#### REQUIRED TASK A:
Collect every line of the listing below that contains the string "table", and treat case as significant.

#### SUPPLIED TEXT:

- There are many reasons American companies have been going more and more global through recent decades. Though globalization of American companies and corporations brings disadvantages, especially to the United States itself, it also positively affects these companies. First of all, consumer markets in countries with developing economies are growing. People want to buy different goods and services and are solvent enough to do that; if not, they will turn to banks for consumer crediting programs to acquire what they want. Secondly, supported by well-executed and consistent advertising and PR strategies, expenditure to different world countries drastically increases brand recognition, especially if the company has a substantial line of brands. What is more, American companies go global, because of the taxes on the territory of the United States. For example, many of the countries located in Europe have lower tax rates, especially on the East. Consequently, American companies have ф chance to become more widespread and also receive substantially more profit. All of it also comes with a cheaper workforce: many people are ready to work for less money to achieve fundamental experience American companies can provide; it will be an important milestone in their career. Lastly, going overseas increases sales. It becomes evident when looking through the numbers. In 2010, McDonalds’s earned 66% of its revenue ($34 billion) outside of the U.S., Nike earned 50% ($21 billion of revenue); Amazon made striking 45% ($34 billion). To add to that, Intel, which is not so popular in America now because of Apple, owes most of its revenues to overseas markets (85% of $44 billion) (Newman, 2011). In addition, Wal-Mart has also been paving its way overseas, with 26% of $420 billion of revenues coming from outside of the U.S (Newman, 2011).
- When entering new markets outside of the United States, American companies carefully consider not only the general international political environment, but also the political status quo in every taken country they are planning to enter in their overall strategies. Expenditure is a long-term run which may seriously suffer from uncertainty. So, the main concern here is political instability. Governments changing every year, with different political parties coming to power one after another, make it hard to find reliable representatives in different state bodies to protect the interests of the company. Moreover, political instability brings economic problems. For example, the national currency of a particular country can devaluate, which in its turns would make the products of American companies more expensive, and therefore, less competitive; it’s the foreign companies who suffer the most in such cases. In this light, such important expenses as salary or wages would also increase in order to keep the employees on their positions. In addition, economic instability does not allow planning far-reaching and consistent marketing strategies, because everything may change in the blink of an eye, wasting both time and money.

#### Point annotation dataset records:
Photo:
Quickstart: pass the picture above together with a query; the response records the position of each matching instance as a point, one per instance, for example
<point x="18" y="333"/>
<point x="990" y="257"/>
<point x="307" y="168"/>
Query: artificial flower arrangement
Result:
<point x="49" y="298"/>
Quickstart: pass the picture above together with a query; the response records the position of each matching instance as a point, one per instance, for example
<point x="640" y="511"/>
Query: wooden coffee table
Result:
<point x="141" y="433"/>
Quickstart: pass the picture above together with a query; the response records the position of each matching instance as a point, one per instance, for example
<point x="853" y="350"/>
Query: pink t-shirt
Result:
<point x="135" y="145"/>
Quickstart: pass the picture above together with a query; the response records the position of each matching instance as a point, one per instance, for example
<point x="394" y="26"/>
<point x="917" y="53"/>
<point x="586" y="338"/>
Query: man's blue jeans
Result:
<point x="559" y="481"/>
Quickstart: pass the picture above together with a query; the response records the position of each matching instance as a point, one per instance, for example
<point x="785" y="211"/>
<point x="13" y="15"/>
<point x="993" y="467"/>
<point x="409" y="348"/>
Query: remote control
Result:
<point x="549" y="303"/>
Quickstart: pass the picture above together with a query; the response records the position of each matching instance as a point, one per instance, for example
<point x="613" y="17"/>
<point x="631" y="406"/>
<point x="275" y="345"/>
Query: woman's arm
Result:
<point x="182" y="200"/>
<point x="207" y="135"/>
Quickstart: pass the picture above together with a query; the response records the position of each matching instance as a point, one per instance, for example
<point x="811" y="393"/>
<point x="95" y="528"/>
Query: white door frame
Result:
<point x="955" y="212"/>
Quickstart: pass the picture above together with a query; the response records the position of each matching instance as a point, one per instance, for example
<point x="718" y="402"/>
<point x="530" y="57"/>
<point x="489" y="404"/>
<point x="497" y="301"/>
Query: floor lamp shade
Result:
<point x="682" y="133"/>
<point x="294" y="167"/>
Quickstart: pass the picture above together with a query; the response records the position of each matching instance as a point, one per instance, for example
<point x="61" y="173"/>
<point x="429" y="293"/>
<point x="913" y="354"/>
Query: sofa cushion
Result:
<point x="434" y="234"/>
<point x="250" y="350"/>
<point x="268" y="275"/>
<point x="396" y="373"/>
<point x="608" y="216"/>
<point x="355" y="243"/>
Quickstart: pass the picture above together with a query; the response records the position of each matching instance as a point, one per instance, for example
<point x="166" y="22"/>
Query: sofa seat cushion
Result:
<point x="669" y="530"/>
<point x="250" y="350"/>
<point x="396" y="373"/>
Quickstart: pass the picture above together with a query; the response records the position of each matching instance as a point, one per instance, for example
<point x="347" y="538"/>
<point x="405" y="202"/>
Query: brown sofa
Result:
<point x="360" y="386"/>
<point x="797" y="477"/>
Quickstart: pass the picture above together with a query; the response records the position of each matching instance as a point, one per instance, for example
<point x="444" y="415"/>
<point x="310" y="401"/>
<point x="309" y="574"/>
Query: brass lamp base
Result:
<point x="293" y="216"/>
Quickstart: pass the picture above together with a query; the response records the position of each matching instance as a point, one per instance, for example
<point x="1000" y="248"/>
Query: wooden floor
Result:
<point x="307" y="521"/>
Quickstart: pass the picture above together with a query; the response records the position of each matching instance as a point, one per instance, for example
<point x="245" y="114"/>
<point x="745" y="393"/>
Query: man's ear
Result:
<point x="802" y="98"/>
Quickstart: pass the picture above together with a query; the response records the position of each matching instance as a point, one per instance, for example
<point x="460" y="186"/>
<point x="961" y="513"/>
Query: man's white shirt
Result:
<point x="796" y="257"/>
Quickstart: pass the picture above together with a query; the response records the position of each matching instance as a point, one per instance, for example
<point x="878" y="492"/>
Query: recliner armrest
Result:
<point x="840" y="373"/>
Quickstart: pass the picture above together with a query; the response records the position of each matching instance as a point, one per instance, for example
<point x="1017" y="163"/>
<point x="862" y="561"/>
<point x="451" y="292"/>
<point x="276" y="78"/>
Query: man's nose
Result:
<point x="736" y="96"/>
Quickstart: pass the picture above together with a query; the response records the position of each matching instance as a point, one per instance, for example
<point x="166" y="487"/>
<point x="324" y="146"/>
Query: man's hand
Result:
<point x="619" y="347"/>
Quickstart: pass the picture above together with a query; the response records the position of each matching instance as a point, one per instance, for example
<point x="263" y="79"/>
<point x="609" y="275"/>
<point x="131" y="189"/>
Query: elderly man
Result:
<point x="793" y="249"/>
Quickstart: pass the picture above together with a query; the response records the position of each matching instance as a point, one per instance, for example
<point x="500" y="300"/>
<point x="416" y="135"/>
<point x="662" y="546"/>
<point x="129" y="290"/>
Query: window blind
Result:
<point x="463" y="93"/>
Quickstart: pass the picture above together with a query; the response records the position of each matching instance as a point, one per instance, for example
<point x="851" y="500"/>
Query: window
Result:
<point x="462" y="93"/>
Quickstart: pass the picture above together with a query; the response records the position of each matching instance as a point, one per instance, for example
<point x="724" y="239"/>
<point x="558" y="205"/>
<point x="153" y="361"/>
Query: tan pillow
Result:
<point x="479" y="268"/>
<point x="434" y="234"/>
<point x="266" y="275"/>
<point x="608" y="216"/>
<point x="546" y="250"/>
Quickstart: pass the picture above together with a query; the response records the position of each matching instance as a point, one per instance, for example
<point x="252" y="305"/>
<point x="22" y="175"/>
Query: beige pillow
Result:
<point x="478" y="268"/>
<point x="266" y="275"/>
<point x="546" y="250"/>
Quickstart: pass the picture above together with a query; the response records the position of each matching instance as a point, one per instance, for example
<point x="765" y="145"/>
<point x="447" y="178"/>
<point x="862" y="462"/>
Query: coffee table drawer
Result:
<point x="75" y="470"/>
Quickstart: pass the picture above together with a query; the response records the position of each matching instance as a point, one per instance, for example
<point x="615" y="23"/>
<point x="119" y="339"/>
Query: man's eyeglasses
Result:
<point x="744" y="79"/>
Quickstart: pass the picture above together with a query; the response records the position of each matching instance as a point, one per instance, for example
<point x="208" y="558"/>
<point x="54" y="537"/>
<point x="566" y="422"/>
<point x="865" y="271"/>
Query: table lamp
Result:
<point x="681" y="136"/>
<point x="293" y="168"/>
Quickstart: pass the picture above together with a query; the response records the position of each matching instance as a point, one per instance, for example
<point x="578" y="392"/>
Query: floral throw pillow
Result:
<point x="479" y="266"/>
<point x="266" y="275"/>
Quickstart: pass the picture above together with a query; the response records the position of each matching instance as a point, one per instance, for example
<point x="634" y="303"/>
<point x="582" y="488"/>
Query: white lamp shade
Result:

#### REQUIRED TASK B:
List every company for which the essay on American companies going global above gives a percentage of revenue earned outside the U.S.

#### EXERCISE ANSWER A:
Query: wooden coffee table
Query: coffee table drawer
Query: table lamp

#### EXERCISE ANSWER B:
- McDonalds’s
- Nike
- Amazon
- Intel
- Wal-Mart